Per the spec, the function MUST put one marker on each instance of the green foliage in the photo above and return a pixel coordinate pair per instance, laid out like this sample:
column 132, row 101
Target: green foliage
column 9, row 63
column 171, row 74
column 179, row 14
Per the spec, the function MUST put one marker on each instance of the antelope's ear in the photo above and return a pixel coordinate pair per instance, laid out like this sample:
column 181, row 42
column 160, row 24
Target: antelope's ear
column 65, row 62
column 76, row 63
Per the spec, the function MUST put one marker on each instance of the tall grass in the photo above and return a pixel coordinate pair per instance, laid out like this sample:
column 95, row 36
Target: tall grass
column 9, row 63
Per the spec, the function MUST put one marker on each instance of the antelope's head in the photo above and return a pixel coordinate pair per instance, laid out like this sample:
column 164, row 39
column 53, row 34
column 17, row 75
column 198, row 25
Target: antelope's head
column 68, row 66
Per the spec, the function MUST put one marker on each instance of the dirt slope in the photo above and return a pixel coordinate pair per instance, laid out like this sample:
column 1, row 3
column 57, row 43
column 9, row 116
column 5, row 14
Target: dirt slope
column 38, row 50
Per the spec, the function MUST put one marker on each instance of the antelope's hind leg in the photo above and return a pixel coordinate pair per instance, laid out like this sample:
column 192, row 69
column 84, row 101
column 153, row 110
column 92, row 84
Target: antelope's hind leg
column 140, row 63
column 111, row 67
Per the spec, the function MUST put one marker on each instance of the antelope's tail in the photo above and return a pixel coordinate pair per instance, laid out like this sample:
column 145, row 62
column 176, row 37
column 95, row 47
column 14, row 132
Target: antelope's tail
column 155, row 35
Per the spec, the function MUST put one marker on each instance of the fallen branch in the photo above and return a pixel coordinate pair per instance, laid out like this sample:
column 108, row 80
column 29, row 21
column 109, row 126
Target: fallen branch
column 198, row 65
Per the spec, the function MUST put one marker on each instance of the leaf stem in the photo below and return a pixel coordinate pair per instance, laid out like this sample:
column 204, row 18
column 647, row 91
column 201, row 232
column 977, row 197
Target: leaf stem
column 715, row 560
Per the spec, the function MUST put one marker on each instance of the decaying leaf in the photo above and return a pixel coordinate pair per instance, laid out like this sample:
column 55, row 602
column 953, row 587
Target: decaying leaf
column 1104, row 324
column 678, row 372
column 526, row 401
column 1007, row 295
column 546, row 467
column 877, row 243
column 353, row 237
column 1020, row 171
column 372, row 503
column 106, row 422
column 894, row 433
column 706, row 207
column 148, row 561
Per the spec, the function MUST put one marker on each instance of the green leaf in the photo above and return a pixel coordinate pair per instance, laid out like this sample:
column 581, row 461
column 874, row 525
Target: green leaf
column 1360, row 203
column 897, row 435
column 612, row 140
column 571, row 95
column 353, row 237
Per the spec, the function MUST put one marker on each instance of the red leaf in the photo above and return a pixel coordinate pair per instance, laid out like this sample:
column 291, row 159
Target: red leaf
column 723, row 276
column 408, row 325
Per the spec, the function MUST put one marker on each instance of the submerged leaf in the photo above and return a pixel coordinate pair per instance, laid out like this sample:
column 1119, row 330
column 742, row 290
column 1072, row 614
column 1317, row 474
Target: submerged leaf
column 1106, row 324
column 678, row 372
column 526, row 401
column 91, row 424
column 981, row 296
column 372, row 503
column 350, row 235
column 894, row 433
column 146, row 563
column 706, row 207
------
**Instructions for the task:** Word for word, write out all of the entries again.

**Answer to the problem:**
Per the spec, the function MUST put one marker on each instance of the green foliage in the photo above and return a pixel coordinate pair per instance, laid out like this sample:
column 132, row 101
Target: green foliage
column 9, row 63
column 171, row 74
column 179, row 14
Per the spec, the function MUST put one marker on each instance of the antelope's ear in the photo above and return a pixel coordinate pair per instance, laid out like this sample:
column 181, row 42
column 160, row 24
Target: antelope's ear
column 65, row 62
column 76, row 63
Per the spec, the function MUST put one marker on each instance of the tall grass in the photo above and return a pixel coordinate pair per instance, laid out like this sample:
column 95, row 36
Target: tall grass
column 9, row 63
Per the spec, the function MUST put one marker on each instance of the antelope's head in the photo above and return a pixel coordinate pair per instance, laid out like this sample:
column 164, row 39
column 53, row 34
column 17, row 75
column 198, row 25
Target: antelope's head
column 68, row 66
Per the spec, the function MUST put one marker on each instance of the dirt slope in the photo above and return a pixel coordinate pair per instance, laid out like this sample:
column 1, row 3
column 57, row 43
column 9, row 116
column 5, row 14
Target: dirt slope
column 38, row 50
Per the spec, the function MUST put one marker on each instance of the antelope's hind leg in the photo above and return a pixel coordinate pair per instance, laid out like this sample:
column 192, row 69
column 84, row 101
column 153, row 110
column 92, row 84
Target: antelope's hind leg
column 140, row 63
column 111, row 67
Per the spec, the function MUST put one marker on each instance of the antelope's tail in the photo above and return a pixel coordinate pair per instance, laid out like this sample:
column 145, row 62
column 176, row 37
column 95, row 47
column 14, row 132
Target: antelope's tail
column 155, row 35
Per the spec, the function MUST put one marker on each instance of the fallen branch in the photo above and return a pixel coordinate pair per instance, laid out like this sample:
column 108, row 80
column 29, row 21
column 109, row 126
Target: fallen branch
column 198, row 65
Per the spec, the function MUST put one marker on each instance of the leaf stem in the photo below and return a pixel coordinate pair per instance, laid out like this sample:
column 204, row 18
column 647, row 91
column 201, row 232
column 977, row 197
Target: leaf stem
column 715, row 560
Per the spec, the function MUST put one marker on each instance of the decaying leaf in the photo above and return a pixel coordinate pair per instance, laid out like this sample:
column 55, row 602
column 953, row 587
Target: decaying leaf
column 1104, row 324
column 678, row 372
column 526, row 401
column 1007, row 295
column 546, row 467
column 877, row 243
column 353, row 237
column 1020, row 171
column 372, row 503
column 106, row 422
column 894, row 433
column 706, row 207
column 148, row 561
Per the spec, the function MUST put one marker on each instance of the green leaf in the photo above and return a pixel coordinate pair per instance, laid out like this sample:
column 581, row 461
column 874, row 525
Target: green leaf
column 1360, row 203
column 897, row 435
column 612, row 140
column 571, row 95
column 353, row 237
Per the spec, the function MUST put one marker on each instance of the red leaf in the photo above and return a pixel coordinate pair per instance, laid out like this sample:
column 291, row 159
Target: red leaf
column 723, row 276
column 408, row 325
Per the spec, the function MUST put one marker on each instance of the submerged leaf in the photo above and return a pixel coordinate pair per instance, laid out like this sample:
column 1119, row 330
column 742, row 290
column 1072, row 614
column 1317, row 474
Target: submerged leaf
column 1106, row 324
column 678, row 372
column 526, row 401
column 91, row 424
column 981, row 296
column 372, row 503
column 350, row 235
column 894, row 433
column 146, row 563
column 706, row 207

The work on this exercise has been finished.